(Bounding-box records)
^^^^^^^^^^^^^^^^

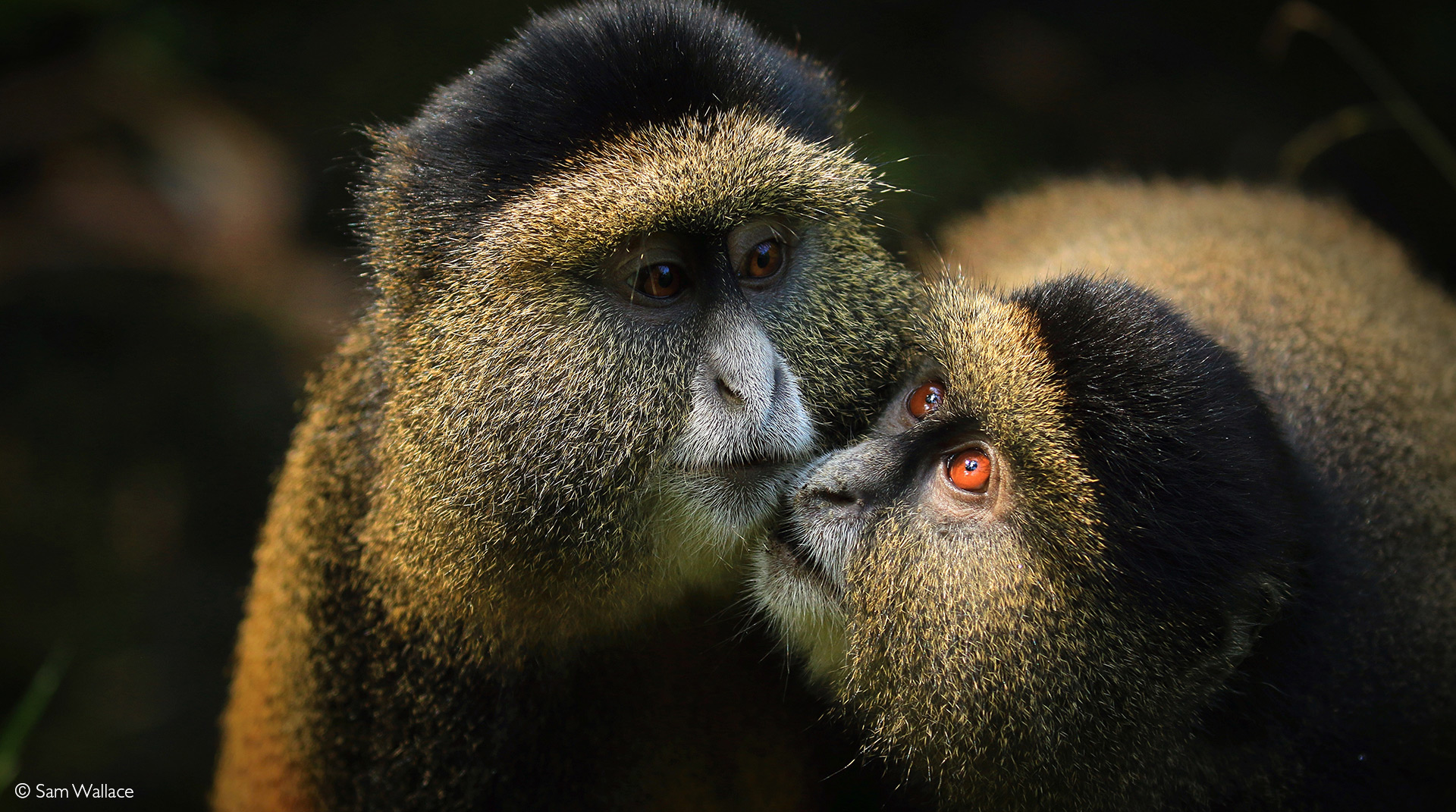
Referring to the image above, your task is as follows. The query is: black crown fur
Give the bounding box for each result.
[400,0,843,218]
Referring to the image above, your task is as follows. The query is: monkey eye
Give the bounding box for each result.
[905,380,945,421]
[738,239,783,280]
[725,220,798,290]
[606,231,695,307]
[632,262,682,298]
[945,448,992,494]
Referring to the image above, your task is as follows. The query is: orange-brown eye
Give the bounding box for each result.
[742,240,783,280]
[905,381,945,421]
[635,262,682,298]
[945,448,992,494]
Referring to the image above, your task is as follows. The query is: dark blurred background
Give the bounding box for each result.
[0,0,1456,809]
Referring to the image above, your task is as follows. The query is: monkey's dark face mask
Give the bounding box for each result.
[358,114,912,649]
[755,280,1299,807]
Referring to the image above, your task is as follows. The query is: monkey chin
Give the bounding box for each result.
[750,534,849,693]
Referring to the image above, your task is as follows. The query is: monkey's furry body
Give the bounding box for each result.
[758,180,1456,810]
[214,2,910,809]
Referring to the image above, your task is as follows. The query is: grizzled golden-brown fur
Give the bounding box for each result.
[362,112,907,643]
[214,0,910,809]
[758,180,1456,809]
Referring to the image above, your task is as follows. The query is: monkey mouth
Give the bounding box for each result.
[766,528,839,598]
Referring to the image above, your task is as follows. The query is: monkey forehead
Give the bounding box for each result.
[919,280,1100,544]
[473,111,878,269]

^^^^^^^^^^^^^^^^

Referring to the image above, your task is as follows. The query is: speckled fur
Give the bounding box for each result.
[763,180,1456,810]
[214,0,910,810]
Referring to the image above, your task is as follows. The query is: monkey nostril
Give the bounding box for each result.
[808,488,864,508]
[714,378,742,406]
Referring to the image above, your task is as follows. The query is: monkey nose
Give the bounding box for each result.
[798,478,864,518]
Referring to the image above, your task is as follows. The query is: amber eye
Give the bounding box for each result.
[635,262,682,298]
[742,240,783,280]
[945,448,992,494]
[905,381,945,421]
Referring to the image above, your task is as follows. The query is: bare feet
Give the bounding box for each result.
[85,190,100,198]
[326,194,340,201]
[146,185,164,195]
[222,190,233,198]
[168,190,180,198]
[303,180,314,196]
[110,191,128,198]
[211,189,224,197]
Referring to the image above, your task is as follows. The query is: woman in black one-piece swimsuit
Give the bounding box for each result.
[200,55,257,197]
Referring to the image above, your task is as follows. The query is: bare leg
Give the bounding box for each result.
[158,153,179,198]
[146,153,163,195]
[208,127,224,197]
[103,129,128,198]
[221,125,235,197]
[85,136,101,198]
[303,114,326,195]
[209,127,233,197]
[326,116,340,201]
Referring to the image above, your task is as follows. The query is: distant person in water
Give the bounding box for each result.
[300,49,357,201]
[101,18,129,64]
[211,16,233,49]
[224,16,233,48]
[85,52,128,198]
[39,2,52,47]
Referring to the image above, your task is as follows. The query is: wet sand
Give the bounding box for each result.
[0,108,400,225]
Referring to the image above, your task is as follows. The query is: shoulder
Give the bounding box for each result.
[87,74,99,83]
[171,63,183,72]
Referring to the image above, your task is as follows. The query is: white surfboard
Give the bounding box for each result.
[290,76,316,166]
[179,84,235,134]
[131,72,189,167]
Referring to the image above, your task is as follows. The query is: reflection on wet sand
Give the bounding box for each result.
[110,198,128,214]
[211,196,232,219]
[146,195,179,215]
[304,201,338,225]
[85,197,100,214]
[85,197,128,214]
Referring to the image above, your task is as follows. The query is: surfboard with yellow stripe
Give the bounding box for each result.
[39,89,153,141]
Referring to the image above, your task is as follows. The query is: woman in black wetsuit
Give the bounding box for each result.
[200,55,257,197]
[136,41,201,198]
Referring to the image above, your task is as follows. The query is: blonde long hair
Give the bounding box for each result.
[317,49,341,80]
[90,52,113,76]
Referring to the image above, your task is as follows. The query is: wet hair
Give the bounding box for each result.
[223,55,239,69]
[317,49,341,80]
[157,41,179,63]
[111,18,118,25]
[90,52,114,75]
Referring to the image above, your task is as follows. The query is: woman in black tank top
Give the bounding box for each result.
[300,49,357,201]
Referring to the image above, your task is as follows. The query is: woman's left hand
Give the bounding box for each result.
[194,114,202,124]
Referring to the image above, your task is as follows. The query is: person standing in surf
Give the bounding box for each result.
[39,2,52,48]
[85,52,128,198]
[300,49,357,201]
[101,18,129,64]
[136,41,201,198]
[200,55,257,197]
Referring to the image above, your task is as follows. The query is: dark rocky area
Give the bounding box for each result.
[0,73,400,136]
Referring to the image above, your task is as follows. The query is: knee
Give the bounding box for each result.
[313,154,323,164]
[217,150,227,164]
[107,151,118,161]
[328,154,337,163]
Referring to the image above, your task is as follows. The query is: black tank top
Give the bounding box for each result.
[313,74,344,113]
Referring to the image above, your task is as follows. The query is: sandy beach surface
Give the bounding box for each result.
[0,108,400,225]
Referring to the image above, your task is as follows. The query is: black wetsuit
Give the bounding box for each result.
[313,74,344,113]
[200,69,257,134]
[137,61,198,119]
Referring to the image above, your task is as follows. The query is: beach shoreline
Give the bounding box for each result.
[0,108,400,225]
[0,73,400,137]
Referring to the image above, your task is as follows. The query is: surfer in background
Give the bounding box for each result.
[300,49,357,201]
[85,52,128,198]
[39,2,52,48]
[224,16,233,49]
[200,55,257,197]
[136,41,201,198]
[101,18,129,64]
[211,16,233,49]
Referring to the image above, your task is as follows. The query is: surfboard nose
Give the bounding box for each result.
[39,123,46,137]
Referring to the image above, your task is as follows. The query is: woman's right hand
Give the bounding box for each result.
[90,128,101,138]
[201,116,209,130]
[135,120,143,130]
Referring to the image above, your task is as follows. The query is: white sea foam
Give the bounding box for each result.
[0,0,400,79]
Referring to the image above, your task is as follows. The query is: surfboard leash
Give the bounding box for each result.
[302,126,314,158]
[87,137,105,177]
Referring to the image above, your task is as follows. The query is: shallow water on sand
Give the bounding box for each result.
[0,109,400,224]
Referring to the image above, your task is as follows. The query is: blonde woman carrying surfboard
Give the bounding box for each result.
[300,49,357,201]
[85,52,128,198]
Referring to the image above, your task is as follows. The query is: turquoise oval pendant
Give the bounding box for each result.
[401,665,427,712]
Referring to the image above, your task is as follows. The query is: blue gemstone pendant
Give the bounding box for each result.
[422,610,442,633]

^^^^^^^^^^^^^^^^

▶ **The request**
Rewrite the records from the line with "sandy beach surface" up to and including the line with "[39,123,46,137]", changing "black wetsuit" to "dark wetsuit" and keeping every other part of those lines the same.

▶ **Reply**
Referring to the image above, your task is as follows. The query is: sandy beach surface
Give the bounding box for each result.
[0,108,400,225]
Referring to the image above, your task is as follows. The query is: dark wetsuit
Give the bounding box for each result.
[313,74,344,113]
[200,69,257,134]
[137,61,198,119]
Referring to the image above, your task is as follows. The query is: beach shoreline
Give the bounding box for each result.
[0,108,400,225]
[0,73,400,137]
Referring to the image above, your task is as follows. The query is: surfer in background
Give the bounding box for each result.
[300,49,357,201]
[85,52,128,198]
[39,2,52,48]
[224,16,233,49]
[200,55,257,197]
[136,41,201,198]
[101,18,129,64]
[211,16,233,49]
Referring to the image above, your task is as follows. The query is: surfboard nose
Give the bounding box for each result.
[39,123,46,137]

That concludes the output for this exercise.